Information supplied ::
=== Section Start ===

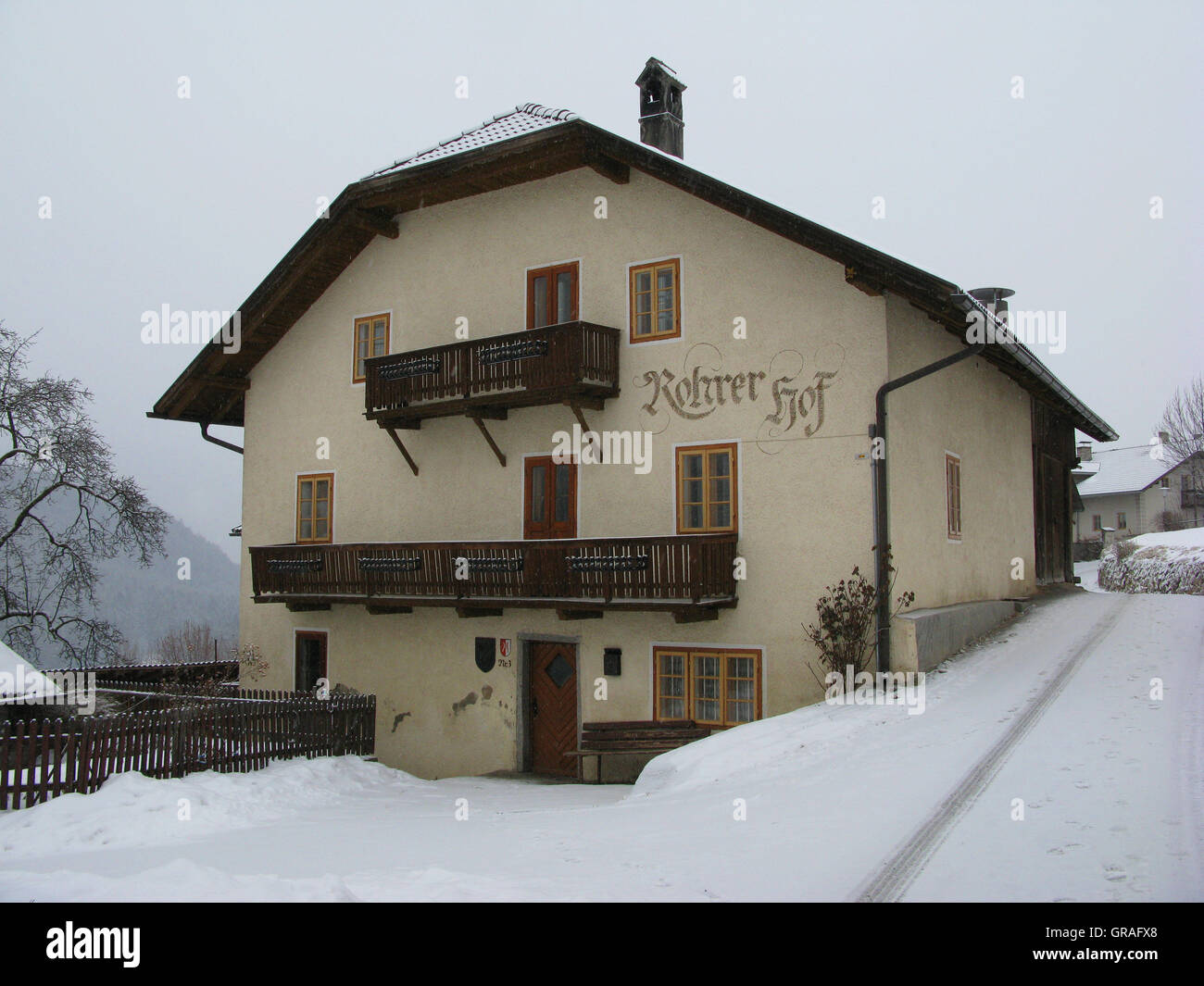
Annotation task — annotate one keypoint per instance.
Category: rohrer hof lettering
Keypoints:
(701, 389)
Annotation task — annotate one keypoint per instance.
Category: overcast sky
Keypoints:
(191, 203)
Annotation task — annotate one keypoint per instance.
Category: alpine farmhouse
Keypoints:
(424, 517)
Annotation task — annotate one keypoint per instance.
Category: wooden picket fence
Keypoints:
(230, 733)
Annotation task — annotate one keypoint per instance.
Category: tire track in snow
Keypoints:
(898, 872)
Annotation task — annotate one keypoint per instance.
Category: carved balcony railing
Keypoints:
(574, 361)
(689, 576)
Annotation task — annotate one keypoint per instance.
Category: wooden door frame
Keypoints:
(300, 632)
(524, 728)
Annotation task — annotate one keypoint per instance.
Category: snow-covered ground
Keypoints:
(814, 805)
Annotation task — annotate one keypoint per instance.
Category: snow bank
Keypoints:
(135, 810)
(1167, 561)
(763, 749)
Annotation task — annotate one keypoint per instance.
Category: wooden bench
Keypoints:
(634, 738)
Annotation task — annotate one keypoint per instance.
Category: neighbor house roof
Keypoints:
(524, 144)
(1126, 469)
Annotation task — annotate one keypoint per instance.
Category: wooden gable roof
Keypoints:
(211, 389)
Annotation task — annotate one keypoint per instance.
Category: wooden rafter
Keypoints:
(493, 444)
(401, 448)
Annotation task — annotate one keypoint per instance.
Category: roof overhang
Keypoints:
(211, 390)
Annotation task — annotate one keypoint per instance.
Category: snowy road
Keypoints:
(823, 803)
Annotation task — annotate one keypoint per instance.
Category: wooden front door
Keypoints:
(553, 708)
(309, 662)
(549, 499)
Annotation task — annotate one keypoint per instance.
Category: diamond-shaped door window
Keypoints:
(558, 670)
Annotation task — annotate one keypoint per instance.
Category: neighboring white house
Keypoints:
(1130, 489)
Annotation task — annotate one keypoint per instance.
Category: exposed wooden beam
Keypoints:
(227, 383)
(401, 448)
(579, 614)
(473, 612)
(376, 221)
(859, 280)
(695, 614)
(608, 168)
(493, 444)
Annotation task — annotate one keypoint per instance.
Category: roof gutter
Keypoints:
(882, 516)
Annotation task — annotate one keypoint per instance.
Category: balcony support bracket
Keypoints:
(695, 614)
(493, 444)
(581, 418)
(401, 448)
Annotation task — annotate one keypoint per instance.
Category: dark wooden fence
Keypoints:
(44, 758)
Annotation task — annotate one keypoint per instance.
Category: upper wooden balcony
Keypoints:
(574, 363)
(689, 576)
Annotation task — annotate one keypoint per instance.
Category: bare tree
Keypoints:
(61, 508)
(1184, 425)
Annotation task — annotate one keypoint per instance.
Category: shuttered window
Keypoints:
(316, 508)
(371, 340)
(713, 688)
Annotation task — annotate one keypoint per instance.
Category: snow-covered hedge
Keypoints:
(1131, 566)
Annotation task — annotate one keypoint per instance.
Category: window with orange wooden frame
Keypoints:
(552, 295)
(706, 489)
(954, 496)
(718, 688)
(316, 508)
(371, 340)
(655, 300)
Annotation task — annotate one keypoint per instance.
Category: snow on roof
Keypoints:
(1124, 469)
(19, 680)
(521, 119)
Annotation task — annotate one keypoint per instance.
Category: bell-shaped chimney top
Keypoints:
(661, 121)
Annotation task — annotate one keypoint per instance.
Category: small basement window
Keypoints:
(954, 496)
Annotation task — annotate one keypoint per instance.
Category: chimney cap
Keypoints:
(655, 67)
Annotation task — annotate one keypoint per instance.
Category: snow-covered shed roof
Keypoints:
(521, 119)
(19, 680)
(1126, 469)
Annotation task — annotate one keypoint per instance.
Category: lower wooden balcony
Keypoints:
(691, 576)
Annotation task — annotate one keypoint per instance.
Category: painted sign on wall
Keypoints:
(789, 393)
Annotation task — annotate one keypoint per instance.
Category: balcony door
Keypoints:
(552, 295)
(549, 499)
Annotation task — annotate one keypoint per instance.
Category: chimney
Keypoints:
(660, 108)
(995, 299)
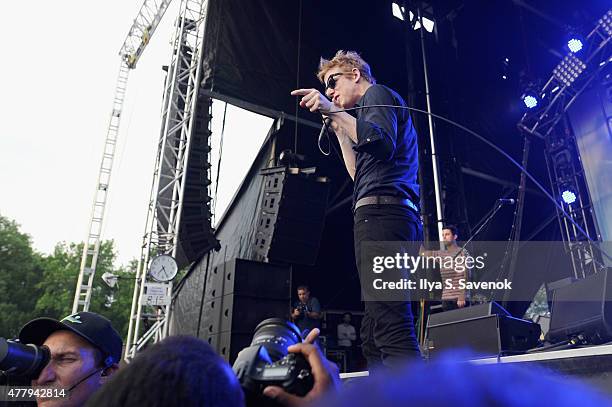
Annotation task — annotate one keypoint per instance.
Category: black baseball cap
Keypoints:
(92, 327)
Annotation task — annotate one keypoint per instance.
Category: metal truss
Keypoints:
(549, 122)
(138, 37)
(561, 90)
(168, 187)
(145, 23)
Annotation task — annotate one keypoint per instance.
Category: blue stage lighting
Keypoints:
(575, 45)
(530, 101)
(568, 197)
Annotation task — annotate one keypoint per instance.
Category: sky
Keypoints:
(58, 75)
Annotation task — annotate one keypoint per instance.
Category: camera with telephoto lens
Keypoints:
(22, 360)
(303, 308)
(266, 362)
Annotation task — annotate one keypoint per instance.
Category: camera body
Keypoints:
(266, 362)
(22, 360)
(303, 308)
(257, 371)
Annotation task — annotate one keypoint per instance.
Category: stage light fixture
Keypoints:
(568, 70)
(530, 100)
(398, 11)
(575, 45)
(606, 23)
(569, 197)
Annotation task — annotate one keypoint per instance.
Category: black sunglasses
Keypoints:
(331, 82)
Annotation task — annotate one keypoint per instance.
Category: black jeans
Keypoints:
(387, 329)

=== Section End ===
=== Section Start ===

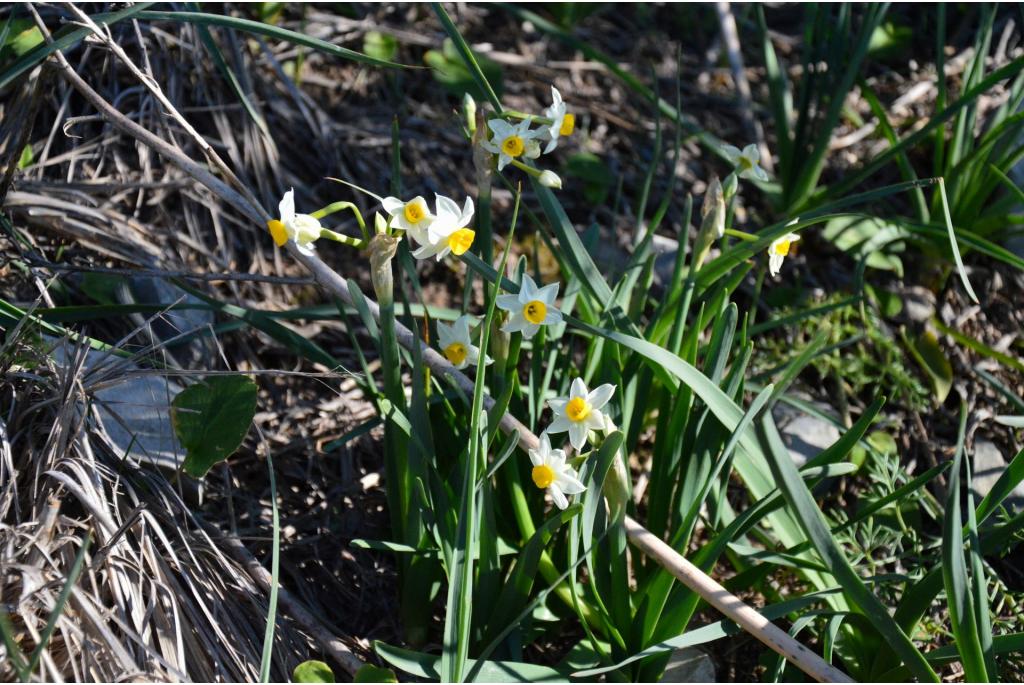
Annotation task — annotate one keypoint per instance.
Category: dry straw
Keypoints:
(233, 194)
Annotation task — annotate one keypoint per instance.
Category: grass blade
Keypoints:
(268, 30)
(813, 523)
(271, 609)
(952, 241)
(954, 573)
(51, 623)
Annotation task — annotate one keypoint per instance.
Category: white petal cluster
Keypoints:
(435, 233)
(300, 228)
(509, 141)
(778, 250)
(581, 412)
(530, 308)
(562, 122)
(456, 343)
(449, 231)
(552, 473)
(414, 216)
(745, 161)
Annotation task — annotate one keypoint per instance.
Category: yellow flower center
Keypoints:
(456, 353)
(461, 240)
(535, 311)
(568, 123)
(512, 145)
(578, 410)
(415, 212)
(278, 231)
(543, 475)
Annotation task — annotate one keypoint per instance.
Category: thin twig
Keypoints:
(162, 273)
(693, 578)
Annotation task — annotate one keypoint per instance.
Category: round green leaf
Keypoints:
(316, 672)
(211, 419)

=== Section End ===
=== Section Start ===

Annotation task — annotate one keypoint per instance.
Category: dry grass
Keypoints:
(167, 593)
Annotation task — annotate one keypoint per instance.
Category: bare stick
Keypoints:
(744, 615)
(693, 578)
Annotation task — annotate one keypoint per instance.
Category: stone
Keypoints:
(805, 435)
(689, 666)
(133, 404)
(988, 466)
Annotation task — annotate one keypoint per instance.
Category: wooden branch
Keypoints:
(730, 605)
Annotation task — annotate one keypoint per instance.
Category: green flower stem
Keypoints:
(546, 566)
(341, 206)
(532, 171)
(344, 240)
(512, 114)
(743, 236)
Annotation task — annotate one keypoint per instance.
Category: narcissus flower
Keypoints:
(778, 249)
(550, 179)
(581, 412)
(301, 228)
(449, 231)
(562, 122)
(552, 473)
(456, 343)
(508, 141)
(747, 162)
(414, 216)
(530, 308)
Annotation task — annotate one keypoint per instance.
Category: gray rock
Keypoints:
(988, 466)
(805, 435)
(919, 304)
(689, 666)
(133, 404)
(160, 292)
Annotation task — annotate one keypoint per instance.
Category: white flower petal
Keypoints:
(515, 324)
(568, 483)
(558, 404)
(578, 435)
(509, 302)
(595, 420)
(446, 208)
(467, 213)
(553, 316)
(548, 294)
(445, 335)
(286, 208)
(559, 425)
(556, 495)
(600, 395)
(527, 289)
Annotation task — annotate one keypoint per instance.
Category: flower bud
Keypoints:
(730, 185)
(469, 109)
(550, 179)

=== Section End ===

What is the number of lines in the data that include "shaped"? Answer with that number alone.

Output for this task ::
2